__Your goal__:
Reproduce each of the records below word for word, keeping every line in its original order.

__Dataset extract__:
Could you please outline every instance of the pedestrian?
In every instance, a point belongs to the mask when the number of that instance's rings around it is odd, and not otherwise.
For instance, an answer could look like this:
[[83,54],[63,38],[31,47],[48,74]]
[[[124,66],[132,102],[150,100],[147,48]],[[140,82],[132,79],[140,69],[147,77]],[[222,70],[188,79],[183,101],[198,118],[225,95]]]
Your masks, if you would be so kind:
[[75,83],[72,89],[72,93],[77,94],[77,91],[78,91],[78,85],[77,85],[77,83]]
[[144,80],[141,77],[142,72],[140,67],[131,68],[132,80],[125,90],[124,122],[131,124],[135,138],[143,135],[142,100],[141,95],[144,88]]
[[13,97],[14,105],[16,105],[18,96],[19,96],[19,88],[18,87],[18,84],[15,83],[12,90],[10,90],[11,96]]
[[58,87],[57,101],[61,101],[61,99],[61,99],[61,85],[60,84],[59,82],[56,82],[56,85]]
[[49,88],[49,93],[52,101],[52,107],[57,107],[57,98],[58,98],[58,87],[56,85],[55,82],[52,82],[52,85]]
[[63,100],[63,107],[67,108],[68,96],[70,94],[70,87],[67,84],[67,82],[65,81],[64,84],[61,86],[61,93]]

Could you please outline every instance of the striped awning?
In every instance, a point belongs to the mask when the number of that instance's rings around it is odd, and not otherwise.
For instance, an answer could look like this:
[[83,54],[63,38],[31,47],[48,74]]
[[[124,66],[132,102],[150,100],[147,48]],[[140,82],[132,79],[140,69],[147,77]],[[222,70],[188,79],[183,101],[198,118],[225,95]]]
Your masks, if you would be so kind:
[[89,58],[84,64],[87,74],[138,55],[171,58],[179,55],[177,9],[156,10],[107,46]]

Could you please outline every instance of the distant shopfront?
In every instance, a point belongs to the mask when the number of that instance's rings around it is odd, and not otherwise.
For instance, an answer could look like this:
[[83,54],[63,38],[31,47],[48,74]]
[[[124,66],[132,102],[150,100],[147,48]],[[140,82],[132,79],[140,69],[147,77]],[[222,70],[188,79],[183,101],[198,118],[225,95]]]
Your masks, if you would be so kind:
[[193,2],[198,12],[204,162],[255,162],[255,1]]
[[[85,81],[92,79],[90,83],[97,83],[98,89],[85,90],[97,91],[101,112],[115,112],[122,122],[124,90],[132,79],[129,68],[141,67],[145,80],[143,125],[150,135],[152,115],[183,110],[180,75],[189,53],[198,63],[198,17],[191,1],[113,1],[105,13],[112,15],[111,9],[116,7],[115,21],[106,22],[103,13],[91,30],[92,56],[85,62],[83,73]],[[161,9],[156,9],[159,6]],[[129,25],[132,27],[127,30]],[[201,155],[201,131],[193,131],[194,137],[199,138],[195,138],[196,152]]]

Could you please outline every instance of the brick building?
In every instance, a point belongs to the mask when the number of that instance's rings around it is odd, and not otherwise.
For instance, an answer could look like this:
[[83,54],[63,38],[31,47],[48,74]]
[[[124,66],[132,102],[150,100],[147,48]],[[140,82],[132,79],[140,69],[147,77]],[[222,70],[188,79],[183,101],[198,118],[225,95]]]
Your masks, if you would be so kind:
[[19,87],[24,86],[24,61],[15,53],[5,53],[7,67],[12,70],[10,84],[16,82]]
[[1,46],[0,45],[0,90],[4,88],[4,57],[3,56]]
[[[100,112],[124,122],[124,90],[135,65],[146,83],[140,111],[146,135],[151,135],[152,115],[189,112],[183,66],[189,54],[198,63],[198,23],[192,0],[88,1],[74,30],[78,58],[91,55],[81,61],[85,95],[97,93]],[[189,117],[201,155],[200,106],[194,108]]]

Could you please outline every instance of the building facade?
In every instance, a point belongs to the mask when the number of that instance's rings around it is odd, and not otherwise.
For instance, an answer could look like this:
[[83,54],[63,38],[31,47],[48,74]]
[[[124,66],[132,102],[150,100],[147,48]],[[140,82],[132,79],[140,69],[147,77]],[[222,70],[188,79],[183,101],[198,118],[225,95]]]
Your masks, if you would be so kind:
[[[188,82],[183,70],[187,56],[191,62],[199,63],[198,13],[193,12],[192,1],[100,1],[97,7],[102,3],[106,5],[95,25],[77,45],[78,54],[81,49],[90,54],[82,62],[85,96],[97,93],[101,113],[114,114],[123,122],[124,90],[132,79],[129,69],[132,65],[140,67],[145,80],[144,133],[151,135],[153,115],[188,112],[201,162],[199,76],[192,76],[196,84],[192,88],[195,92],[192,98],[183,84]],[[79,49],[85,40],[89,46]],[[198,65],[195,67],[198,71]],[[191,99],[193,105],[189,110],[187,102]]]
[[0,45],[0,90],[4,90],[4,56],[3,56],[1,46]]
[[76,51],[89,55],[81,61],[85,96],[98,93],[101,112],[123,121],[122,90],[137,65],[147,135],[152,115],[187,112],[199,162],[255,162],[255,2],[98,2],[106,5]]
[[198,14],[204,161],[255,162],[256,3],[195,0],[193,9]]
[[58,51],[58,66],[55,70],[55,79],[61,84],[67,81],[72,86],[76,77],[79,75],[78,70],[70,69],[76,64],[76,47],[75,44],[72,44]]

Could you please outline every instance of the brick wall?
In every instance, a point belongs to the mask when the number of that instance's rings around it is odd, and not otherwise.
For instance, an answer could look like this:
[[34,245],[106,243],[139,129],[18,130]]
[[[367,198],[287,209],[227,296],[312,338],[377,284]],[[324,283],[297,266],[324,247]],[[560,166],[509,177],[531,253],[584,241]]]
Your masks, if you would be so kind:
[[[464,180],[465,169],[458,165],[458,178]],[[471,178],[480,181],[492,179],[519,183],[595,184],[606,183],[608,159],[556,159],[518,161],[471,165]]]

__Output below__:
Could you please outline every instance of the pedestrian?
In every instance, a point belongs to the mask when the number of that instance's rings around it is odd, and not otherwise.
For instance, an answer could look like this:
[[83,54],[63,38],[31,47],[48,74]]
[[[124,66],[132,102],[150,100],[147,48]],[[140,82],[132,79],[140,69],[147,77]],[[222,70],[188,79],[183,101],[198,118],[225,95]]]
Your masks, if you would be so kind:
[[75,83],[72,89],[72,93],[77,94],[77,91],[78,91],[78,85],[77,85],[77,83]]
[[144,80],[141,77],[142,72],[140,67],[131,68],[132,80],[125,90],[124,122],[131,124],[135,138],[143,135],[142,100],[141,95],[144,88]]
[[13,97],[14,105],[16,105],[18,96],[19,96],[19,88],[18,87],[18,84],[15,83],[12,90],[10,90],[11,96]]
[[58,87],[57,101],[61,101],[61,99],[61,99],[61,85],[60,84],[59,82],[56,82],[56,85]]
[[49,88],[49,93],[52,101],[52,107],[57,107],[57,98],[58,98],[58,87],[56,85],[55,82],[52,82],[52,85]]
[[63,100],[63,107],[67,108],[68,96],[70,94],[70,87],[67,84],[67,82],[65,81],[64,84],[61,86],[61,93]]

Could you please outline every instance of the striped awning?
In every instance, a point belongs to the mask when the number of that instance's rings around it is odd, and not otherwise.
For instance, an answer could look like this:
[[83,54],[63,38],[31,47],[48,74]]
[[[124,66],[132,102],[150,100],[147,48]],[[140,82],[132,79],[140,69],[147,77]],[[222,70],[188,79],[183,101],[198,118],[225,95]]]
Your masks, if you would be so kind:
[[89,58],[84,64],[87,74],[138,55],[171,58],[179,55],[177,9],[156,10],[107,46]]

Could you please outline every instance of the distant shopfront?
In every instance, a point belongs to the mask when the number of that instance's rings around it is odd, and not otherwise.
For instance, an answer could look like this:
[[83,54],[63,38],[31,47],[48,74]]
[[[124,66],[132,102],[150,100],[147,48]],[[140,82],[132,79],[140,69],[147,77]],[[222,70],[188,79],[183,101],[198,118],[225,95]]]
Your masks, if you would be so kind:
[[193,2],[198,12],[204,162],[255,162],[255,1]]
[[[85,81],[92,79],[90,83],[97,83],[98,89],[85,90],[97,91],[101,112],[115,112],[122,122],[124,90],[132,79],[129,68],[141,67],[145,80],[143,125],[150,135],[152,115],[183,110],[180,75],[189,53],[198,63],[198,17],[191,1],[113,1],[105,13],[112,15],[111,9],[116,7],[115,21],[106,22],[103,13],[91,30],[92,56],[85,62],[83,73]],[[161,9],[156,9],[159,6]],[[129,25],[132,27],[127,30]],[[201,155],[201,131],[193,131],[194,137],[199,138],[195,138],[196,152]]]

Could you please outline every instance of the brick building?
In every instance, a point belongs to the mask when the number of that instance's rings around it is odd, and not otherwise.
For instance, an answer could look like this:
[[83,54],[63,38],[31,47],[48,74]]
[[[124,66],[132,102],[150,100],[147,48]],[[140,82],[132,79],[140,69],[147,77]],[[222,70],[188,79],[183,101],[198,118],[225,95]]]
Your masks, if you would be so kind:
[[19,87],[24,86],[24,61],[15,53],[5,53],[7,67],[12,70],[10,84],[16,82]]
[[1,46],[0,45],[0,90],[4,88],[4,57],[3,56]]
[[[100,112],[124,122],[124,90],[135,65],[146,83],[140,111],[146,135],[151,135],[152,115],[189,112],[183,66],[189,54],[198,63],[198,23],[192,0],[88,1],[74,30],[78,58],[91,55],[81,61],[85,95],[97,93]],[[189,117],[201,155],[200,106],[194,108]]]

Could you please outline every instance of the building facade?
In every instance, a point belongs to the mask when the number of that instance's rings around it is odd, and not otherwise.
For instance, an answer could look like this:
[[83,54],[63,38],[31,47],[48,74]]
[[[124,66],[132,102],[150,100],[147,48]],[[140,82],[132,79],[140,69],[147,77]],[[222,70],[188,79],[183,101],[198,118],[225,95]]]
Your masks, if you would be so kind:
[[[188,82],[183,70],[187,56],[191,62],[199,63],[198,13],[193,12],[192,1],[100,1],[97,7],[102,3],[106,5],[95,25],[77,45],[78,54],[81,49],[90,54],[82,62],[85,96],[97,93],[101,113],[114,114],[123,122],[124,90],[132,79],[129,69],[132,65],[140,67],[145,80],[144,133],[151,135],[153,115],[188,112],[201,162],[199,76],[192,76],[196,84],[192,88],[195,92],[192,98],[183,84]],[[79,49],[85,40],[89,46]],[[198,65],[195,67],[198,71]],[[191,99],[193,105],[189,110],[187,102]]]
[[0,45],[0,90],[4,90],[4,56],[3,56],[1,46]]
[[76,51],[89,55],[81,61],[85,96],[98,93],[101,112],[123,121],[122,90],[137,65],[147,135],[152,115],[187,112],[199,162],[255,162],[255,2],[98,2],[106,5]]
[[198,14],[204,161],[255,162],[256,3],[195,0],[193,9]]
[[58,51],[58,66],[55,70],[55,79],[61,84],[67,81],[72,86],[76,77],[79,75],[78,70],[70,69],[76,64],[76,47],[75,44],[72,44]]

Could you please outline every instance of the brick wall?
In every instance, a point belongs to the mask when the number of that instance's rings around it is odd, and not otherwise.
For instance, an answer could look like this:
[[34,245],[106,243],[139,129],[18,130]]
[[[367,198],[287,209],[227,296],[312,338],[377,284]],[[324,283],[297,266],[324,247]],[[560,166],[509,177],[531,253],[584,241]]]
Your masks, if you would be so kind:
[[[464,180],[465,169],[458,165],[458,178]],[[471,178],[480,181],[492,179],[519,183],[595,184],[606,183],[608,159],[556,159],[518,161],[471,165]]]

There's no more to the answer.